▶ _WHAT NEEDS TO BE DONE_:
Produce an exact copy of all records below.
═════ RECORDS ═════
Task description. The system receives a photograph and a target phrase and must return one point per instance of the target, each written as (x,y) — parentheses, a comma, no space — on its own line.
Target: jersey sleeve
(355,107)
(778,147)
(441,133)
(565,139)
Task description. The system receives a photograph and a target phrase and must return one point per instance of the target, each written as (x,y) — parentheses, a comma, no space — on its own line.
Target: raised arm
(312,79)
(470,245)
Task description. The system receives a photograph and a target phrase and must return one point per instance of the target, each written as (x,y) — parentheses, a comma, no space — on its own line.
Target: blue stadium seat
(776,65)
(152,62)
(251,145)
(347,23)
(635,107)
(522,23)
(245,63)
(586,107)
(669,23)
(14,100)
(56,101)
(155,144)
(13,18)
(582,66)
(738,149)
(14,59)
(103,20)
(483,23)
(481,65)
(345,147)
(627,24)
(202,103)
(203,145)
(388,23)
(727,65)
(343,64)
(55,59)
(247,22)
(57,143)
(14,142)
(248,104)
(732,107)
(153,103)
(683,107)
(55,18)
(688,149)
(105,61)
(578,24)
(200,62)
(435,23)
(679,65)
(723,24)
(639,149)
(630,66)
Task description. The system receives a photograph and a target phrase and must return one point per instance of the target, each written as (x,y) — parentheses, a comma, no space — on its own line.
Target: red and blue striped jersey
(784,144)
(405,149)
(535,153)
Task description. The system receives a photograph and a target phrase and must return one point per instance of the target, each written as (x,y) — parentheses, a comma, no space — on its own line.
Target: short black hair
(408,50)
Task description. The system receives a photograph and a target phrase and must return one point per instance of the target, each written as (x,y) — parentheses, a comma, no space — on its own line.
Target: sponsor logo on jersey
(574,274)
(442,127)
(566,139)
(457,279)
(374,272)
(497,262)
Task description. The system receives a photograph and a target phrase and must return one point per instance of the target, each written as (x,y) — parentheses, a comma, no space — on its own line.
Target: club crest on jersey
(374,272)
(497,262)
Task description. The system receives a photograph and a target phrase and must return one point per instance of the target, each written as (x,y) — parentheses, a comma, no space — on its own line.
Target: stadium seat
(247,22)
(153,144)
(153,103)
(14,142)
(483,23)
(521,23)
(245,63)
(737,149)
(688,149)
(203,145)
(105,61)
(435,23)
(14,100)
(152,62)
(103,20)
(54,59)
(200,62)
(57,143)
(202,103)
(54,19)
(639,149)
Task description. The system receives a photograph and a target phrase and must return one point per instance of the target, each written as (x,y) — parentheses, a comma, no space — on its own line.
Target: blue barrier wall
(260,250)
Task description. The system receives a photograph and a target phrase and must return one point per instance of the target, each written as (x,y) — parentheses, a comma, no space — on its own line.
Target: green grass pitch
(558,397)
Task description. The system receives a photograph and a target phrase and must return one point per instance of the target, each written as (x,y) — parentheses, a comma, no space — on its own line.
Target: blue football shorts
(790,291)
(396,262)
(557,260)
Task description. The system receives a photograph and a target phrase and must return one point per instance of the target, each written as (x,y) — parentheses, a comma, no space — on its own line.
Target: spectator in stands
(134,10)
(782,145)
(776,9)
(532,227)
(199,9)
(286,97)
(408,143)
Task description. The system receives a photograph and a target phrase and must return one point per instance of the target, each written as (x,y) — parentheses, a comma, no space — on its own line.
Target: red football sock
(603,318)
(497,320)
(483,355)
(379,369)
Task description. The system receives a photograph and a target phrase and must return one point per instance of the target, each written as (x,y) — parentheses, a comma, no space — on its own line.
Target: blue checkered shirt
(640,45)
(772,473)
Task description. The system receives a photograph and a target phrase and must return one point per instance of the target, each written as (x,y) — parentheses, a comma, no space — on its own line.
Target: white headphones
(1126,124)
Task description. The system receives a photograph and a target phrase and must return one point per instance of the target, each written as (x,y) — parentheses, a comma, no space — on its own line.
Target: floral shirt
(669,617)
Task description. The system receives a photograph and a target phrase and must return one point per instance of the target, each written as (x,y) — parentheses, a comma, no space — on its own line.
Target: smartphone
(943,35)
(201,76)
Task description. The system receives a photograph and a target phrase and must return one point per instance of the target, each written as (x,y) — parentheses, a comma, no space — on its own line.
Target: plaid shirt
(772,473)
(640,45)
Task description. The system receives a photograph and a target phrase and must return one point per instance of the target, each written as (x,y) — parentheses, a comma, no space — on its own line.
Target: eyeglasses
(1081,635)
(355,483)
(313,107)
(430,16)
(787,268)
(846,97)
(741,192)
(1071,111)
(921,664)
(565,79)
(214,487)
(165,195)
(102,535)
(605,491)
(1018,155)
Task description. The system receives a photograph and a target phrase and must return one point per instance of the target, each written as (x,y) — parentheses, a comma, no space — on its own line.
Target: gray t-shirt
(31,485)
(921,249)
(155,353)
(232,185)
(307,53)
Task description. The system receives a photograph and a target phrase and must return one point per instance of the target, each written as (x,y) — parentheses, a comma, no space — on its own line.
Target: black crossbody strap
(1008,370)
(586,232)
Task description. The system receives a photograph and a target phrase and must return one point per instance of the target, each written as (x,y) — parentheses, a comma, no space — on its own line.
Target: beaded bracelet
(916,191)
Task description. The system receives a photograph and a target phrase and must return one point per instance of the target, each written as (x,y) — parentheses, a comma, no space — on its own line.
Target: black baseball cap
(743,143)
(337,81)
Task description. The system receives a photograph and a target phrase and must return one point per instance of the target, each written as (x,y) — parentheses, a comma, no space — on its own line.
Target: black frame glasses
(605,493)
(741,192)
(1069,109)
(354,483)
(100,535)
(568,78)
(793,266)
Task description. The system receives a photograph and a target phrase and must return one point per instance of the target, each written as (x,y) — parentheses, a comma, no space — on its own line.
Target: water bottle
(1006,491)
═════
▶ _EXERCISE SOLUTION_:
Task description. The system receives a photograph and a target phrase and must return one point per instance of the target, each written as (x,y) — parentheses, a comma, no space — on its own line.
Target: jersey sleeve
(355,107)
(778,147)
(441,133)
(565,139)
Task description. The system receives a photograph and a target phrase and must return one point per instance of the target, each written as (x,y) — parentheses, a comma, no space — on its own line.
Target: raised arm
(312,79)
(470,245)
Task description. The system receives a photograph and a target phrase and must return one point per instance of the target, each written as (x,y) — parentheses, a comma, no space — on its own line.
Target: blue stadium seat
(776,65)
(152,62)
(251,145)
(347,23)
(635,107)
(522,23)
(245,63)
(586,107)
(669,23)
(14,100)
(56,101)
(155,144)
(13,18)
(582,66)
(738,149)
(14,59)
(103,20)
(483,23)
(481,65)
(345,147)
(627,24)
(202,103)
(203,145)
(388,23)
(727,65)
(343,64)
(55,59)
(247,22)
(57,143)
(14,142)
(248,104)
(732,107)
(153,103)
(683,107)
(55,18)
(688,149)
(105,61)
(578,24)
(200,62)
(435,23)
(679,65)
(723,24)
(639,149)
(630,66)
Task description. The system receives a photograph and a target phrase and must return one point per instance of the target, each written as (x,y) — parentheses, a comma, no space — on its own line.
Target: red and blue striped jersey
(784,144)
(405,149)
(535,153)
Task description. The system receives a photograph and a target phrase and must return one point per instance of the target, each written as (x,y) — parentheses, a comma, no space — on its own line.
Target: short black hair
(408,50)
Task description. The system receives a photograph and a target phrase and must return one point per instance of the target, each written as (x,y) — parentheses, a comma, no space — on its own line.
Target: sponsor logo on jersey
(574,274)
(442,127)
(566,139)
(457,279)
(374,272)
(497,262)
Task description. The system receives a photograph and a target phrase and must return one point per instance of the target, each written as (x,y) — parentheses, a comma, no space — on its own line.
Target: club crest on jersey
(374,272)
(497,262)
Task description. The system receives a photograph and a target phrase and must return one point per instance of the target, each written as (x,y) — parentheses, a comma, no space — on its own line.
Target: stadium seat
(247,22)
(153,144)
(153,103)
(14,142)
(483,23)
(521,23)
(245,63)
(737,149)
(688,149)
(203,145)
(105,61)
(435,23)
(14,100)
(152,62)
(103,20)
(54,59)
(200,62)
(57,143)
(202,103)
(54,19)
(639,149)
Task description. The system receives a photograph and a target phrase and must return one point per instance of the target, each written as (x,y) — parentheses, a comma, no space — on its own line.
Target: blue barrier wall
(260,250)
Task description. The system receives a photograph and a target phrase and must return one point per instance of the target, each written as (x,y) — parentheses, a comma, no space — on its own line.
Target: green grass pitch
(558,397)
Task description. The system receives a photograph and a target phrase and must return one point per instance of the target, each written as (x,y) — parentheses, a comma, no space — on its own line.
Target: blue football shorts
(790,291)
(396,262)
(557,260)
Task description. The system receives a photograph and a target phrase and must return one point per instance of the target, each written as (x,y) — parentheses, a comma, no space — on its own line.
Target: spectator in stands
(134,10)
(782,145)
(776,9)
(532,227)
(199,9)
(286,97)
(408,143)
Task description. The system receives a photograph and a target phrase and must return one point per instance of the target, each written as (x,y) — parentheses, a comma, no space — on its own line.
Target: red football sock
(603,318)
(497,320)
(483,355)
(379,369)
Task description. The system receives a photograph and a target phrase and must return one point per instance of the target, each written as (x,y) — parentheses, a comma, no space — on its own line.
Target: blue checkered shirt
(640,45)
(772,473)
Task description. The system receives a photograph and a target phrase and must return one point per instance of the target, each written as (x,y) — parentheses, a comma, no space — on its own line.
Target: white headphones
(1126,124)
Task description. The system receives a photograph and a target phrase and must return one point per instance of the target, each written as (x,y) — parentheses, a comma, no space — on its own line.
Target: floral shirt
(669,617)
Task description. The system receives a photograph and a target phrase and must return one point per instance of the target, each written as (x,y) — parentheses, a comma, no space — on its own line.
Target: smartphone
(943,35)
(201,76)
Task description. The system receives a photograph and a target phrase and must return one point per instance of the target, each written as (x,y) — parentheses, a comma, no space — on its own line.
Target: plaid shirt
(772,473)
(640,45)
Task description. The system receives a photograph and a target phrase and must return one point per instance of the target, each written as (x,y) — parentheses, a comma, no space — on its own line.
Target: eyeglasses
(1081,635)
(355,483)
(313,107)
(430,16)
(787,268)
(846,97)
(741,192)
(1071,111)
(921,664)
(565,79)
(214,487)
(165,195)
(102,535)
(605,491)
(1018,155)
Task description. The system receives a photograph and a target phrase and must return one point per instance of the target, each written as (x,y) — parentheses, a comma, no space — on its own line.
Target: gray t-shirt
(31,485)
(921,249)
(155,353)
(232,185)
(307,53)
Task description. The system receives a photograph and a target phrase and must return one point per instance of the target, each written as (x,y) — parentheses, a comma, no space — on its own line.
Target: black crossbody strap
(1008,370)
(586,232)
Task description. The system receives a photograph and a target phrase and must return one point per instance of the target, each written as (x,y) — parentheses, a comma, no space — on its own line.
Target: beaded bracelet
(916,191)
Task description. The system receives a photograph and a target phrase and must return one point per instance of the target, each written as (x,y) — parentheses, a comma, no space — on its own line.
Target: black baseball cap
(743,143)
(337,81)
Task description. The system receives a photograph and a target phrase and must return one point per instance of the target, each written as (x,y) — parentheses, a comma, no space — on its own line.
Target: black frame glasses
(605,493)
(741,192)
(1069,109)
(354,483)
(100,535)
(568,78)
(793,266)
Task description. The system receives a photograph and a target phrase and must return one point per instance of the target, each written as (x,y) — parentheses, a comma, no space — on its own line.
Target: water bottle
(1006,491)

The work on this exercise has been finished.